- **Objective**: Rewrite the data below, swapping "Practice" for "Exercise" wherever it appears and leaving every other character unchanged.

★ ★ ★ ★

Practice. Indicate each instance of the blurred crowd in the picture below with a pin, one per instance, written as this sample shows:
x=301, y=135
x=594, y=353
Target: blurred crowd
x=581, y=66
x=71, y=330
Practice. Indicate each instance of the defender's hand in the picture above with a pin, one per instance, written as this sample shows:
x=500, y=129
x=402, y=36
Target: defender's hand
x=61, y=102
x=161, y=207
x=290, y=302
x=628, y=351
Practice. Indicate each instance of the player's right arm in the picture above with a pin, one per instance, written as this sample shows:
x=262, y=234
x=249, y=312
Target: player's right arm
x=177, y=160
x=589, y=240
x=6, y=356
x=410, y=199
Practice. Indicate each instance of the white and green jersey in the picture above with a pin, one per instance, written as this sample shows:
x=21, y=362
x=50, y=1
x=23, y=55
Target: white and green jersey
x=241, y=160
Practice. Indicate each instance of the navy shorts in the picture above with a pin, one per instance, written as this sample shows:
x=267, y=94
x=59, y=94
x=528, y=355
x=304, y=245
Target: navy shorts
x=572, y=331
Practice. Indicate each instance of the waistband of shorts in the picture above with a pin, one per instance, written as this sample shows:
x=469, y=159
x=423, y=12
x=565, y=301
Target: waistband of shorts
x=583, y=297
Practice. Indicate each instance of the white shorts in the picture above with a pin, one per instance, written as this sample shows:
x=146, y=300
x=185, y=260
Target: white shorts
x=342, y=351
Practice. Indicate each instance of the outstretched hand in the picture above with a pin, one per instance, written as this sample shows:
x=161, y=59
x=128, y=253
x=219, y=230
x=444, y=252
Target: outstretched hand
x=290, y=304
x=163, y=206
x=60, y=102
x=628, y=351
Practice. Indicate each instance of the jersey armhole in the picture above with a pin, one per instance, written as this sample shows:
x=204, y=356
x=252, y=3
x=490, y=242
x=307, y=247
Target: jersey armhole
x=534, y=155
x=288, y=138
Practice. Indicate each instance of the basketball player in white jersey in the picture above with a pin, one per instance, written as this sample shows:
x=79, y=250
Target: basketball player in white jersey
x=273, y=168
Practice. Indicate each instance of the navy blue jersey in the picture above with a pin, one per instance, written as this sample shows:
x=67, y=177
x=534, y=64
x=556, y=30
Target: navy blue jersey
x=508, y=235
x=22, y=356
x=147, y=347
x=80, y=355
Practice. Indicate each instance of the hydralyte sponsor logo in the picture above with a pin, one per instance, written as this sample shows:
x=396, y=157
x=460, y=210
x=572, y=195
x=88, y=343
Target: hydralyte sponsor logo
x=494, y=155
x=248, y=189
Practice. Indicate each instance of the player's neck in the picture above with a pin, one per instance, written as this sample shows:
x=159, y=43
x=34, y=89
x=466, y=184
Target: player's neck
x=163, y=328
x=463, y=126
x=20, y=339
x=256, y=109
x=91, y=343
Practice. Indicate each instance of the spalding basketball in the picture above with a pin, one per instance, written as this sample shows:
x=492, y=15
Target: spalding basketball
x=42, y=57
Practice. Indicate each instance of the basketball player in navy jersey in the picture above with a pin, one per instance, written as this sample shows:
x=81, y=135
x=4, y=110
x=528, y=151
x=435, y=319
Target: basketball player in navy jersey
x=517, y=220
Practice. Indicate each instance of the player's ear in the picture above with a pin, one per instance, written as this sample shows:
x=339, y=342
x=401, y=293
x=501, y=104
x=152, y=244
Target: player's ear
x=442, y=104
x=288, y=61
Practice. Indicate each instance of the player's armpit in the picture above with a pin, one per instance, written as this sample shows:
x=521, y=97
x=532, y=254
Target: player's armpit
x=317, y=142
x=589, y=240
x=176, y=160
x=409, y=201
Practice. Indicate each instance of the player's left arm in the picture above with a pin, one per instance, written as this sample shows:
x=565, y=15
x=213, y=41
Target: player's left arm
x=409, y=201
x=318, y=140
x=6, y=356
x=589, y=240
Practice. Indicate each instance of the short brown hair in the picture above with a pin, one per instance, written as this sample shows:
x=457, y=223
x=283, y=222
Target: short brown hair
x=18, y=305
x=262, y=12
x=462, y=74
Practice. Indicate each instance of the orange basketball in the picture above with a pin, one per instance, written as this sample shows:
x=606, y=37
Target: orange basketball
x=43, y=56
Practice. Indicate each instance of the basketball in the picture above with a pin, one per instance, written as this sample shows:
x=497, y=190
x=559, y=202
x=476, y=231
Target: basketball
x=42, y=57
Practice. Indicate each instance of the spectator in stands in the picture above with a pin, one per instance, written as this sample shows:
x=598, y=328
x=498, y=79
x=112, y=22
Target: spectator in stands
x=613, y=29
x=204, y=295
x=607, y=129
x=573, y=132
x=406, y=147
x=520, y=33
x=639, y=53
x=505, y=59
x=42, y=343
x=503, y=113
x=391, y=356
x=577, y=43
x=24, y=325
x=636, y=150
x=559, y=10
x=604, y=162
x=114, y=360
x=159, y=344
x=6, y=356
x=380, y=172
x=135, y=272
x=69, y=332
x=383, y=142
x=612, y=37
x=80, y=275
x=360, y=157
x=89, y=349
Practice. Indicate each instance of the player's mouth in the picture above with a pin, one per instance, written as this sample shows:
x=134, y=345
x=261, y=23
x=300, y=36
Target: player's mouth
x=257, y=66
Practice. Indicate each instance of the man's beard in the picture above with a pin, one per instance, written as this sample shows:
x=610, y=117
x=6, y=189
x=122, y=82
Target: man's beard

★ ★ ★ ★

- **Right answer**:
Exercise. Indicate each instance of the blurred crowd in the picture below with a pin, one per instance, written as this sample shows:
x=301, y=135
x=594, y=353
Target: blurred crowd
x=581, y=66
x=71, y=330
Exercise. Indicate each instance of the defender's hand in the picture above with a pin, one per instance, written as this sample shows:
x=500, y=129
x=402, y=36
Target: defender's hand
x=61, y=102
x=161, y=207
x=290, y=302
x=628, y=351
Exercise. Indicate each instance of the player's right arm in the picture above with a pin, one per instance, written as this sample shows:
x=262, y=234
x=249, y=312
Target: player's right arm
x=177, y=160
x=589, y=240
x=6, y=356
x=410, y=199
Exercise. Indicate each instance of the white and green jersey in the picture above with a pin, one per instance, written as this sample shows:
x=21, y=362
x=50, y=1
x=23, y=55
Target: white and green jersey
x=241, y=160
Exercise. Indicate each instance of the navy shorts in the picture above with a pin, one per instance, written as this sample shows:
x=267, y=94
x=59, y=94
x=528, y=355
x=304, y=245
Target: navy shorts
x=572, y=331
Exercise. Indicate each instance of the waistband of shorts in the picture above with a pin, one per instance, written as this sample shows:
x=469, y=159
x=423, y=12
x=565, y=301
Target: waistband of shorts
x=583, y=297
Exercise. Indicate each instance of the white shorts in the picture above with a pin, one per instance, written as this sample shows:
x=146, y=300
x=185, y=260
Target: white shorts
x=342, y=351
Exercise. Indicate each instance of the outstretched hand in the picture above with a pin, one per instance, written as this sample shows:
x=161, y=59
x=128, y=253
x=219, y=230
x=444, y=252
Target: outstretched hand
x=290, y=304
x=163, y=206
x=60, y=102
x=628, y=351
Exercise. Indicate each instance of the jersey armhole in the picture above with a pin, one per instance, written as this sample shows:
x=204, y=356
x=252, y=3
x=490, y=242
x=307, y=247
Target: jersey armhole
x=534, y=155
x=288, y=138
Exercise. Indicate each instance of the basketball player in white jersey in the picture above with a pin, one per instance, written as this sample shows:
x=79, y=250
Target: basketball player in white jersey
x=273, y=168
Exercise. Indicate each instance of the navy blue jersey in the picture above with a pin, one per instance, written as this sample shows:
x=67, y=177
x=534, y=64
x=556, y=30
Target: navy blue jersey
x=508, y=235
x=22, y=356
x=147, y=347
x=80, y=355
Exercise. Indicate each instance of the hydralyte sponsor logo in the picture above with a pin, one per instance, written as this sample shows:
x=396, y=157
x=460, y=210
x=572, y=195
x=88, y=343
Target: hydralyte sponsor logo
x=494, y=155
x=248, y=189
Exercise. Indicate each instance of the player's neck in the picture above with a pin, one per instance, written as this sample shows:
x=159, y=43
x=34, y=89
x=466, y=184
Target: player's neck
x=163, y=328
x=463, y=126
x=20, y=339
x=256, y=109
x=91, y=343
Exercise. Indicate each instance of the spalding basketball in the picture above with a pin, one per instance, written as this sample shows:
x=492, y=15
Target: spalding basketball
x=42, y=57
Exercise. Indicate each instance of the basketball player in navy jersey in the picture above with a pin, one per instance, written as this sample shows:
x=81, y=135
x=4, y=110
x=528, y=151
x=435, y=319
Target: basketball player in navy jersey
x=517, y=220
Exercise. Indicate each instance of the player's ear in the picture above with a pin, one per instance, written as this sample shows:
x=339, y=342
x=401, y=293
x=501, y=104
x=152, y=244
Target: player's ear
x=442, y=104
x=288, y=61
Exercise. Indicate each instance of the player's armpit in the picture above with a pin, one per instance, written as this sample shows:
x=521, y=97
x=532, y=254
Target: player's armpit
x=317, y=142
x=589, y=240
x=176, y=160
x=409, y=201
Exercise. Indicate each instance of the player's left arm in the picture above with a pin, one per instance, written as this sample shows:
x=565, y=15
x=213, y=41
Target: player's left arm
x=409, y=201
x=318, y=140
x=6, y=356
x=589, y=240
Exercise. Indicate each instance of the short brown hair in the picture above with a pin, one per instance, written as this sample shows:
x=457, y=223
x=283, y=222
Target: short brown hair
x=18, y=305
x=262, y=12
x=462, y=74
Exercise. Indicate each instance of the orange basketball in the picture above with a pin, one per instance, written as this sample shows:
x=606, y=37
Target: orange basketball
x=43, y=56
Exercise. Indicate each instance of the basketball in the picture above with a pin, one per instance, written as this sample shows:
x=497, y=190
x=559, y=202
x=476, y=231
Target: basketball
x=42, y=57
Exercise. Indicate each instance of the spectator in stands in the picture above with a pin, one per instance, written as this sample shows:
x=598, y=328
x=498, y=79
x=112, y=22
Target: spectator in stands
x=613, y=29
x=204, y=295
x=607, y=129
x=573, y=132
x=406, y=147
x=520, y=33
x=639, y=53
x=505, y=59
x=42, y=343
x=503, y=113
x=391, y=356
x=577, y=43
x=24, y=325
x=636, y=150
x=559, y=10
x=604, y=162
x=114, y=360
x=159, y=344
x=6, y=356
x=380, y=172
x=135, y=272
x=69, y=332
x=383, y=142
x=612, y=37
x=80, y=275
x=360, y=157
x=89, y=349
Exercise. Indicate each instance of the player's mouth in the picture above with a pin, one per instance, written as this sample shows:
x=134, y=345
x=261, y=23
x=300, y=36
Target: player's mouth
x=257, y=66
Exercise. Indicate each instance of the man's beard in the picture above with a pin, one per instance, written as this sample shows:
x=610, y=117
x=6, y=189
x=122, y=82
Target: man's beard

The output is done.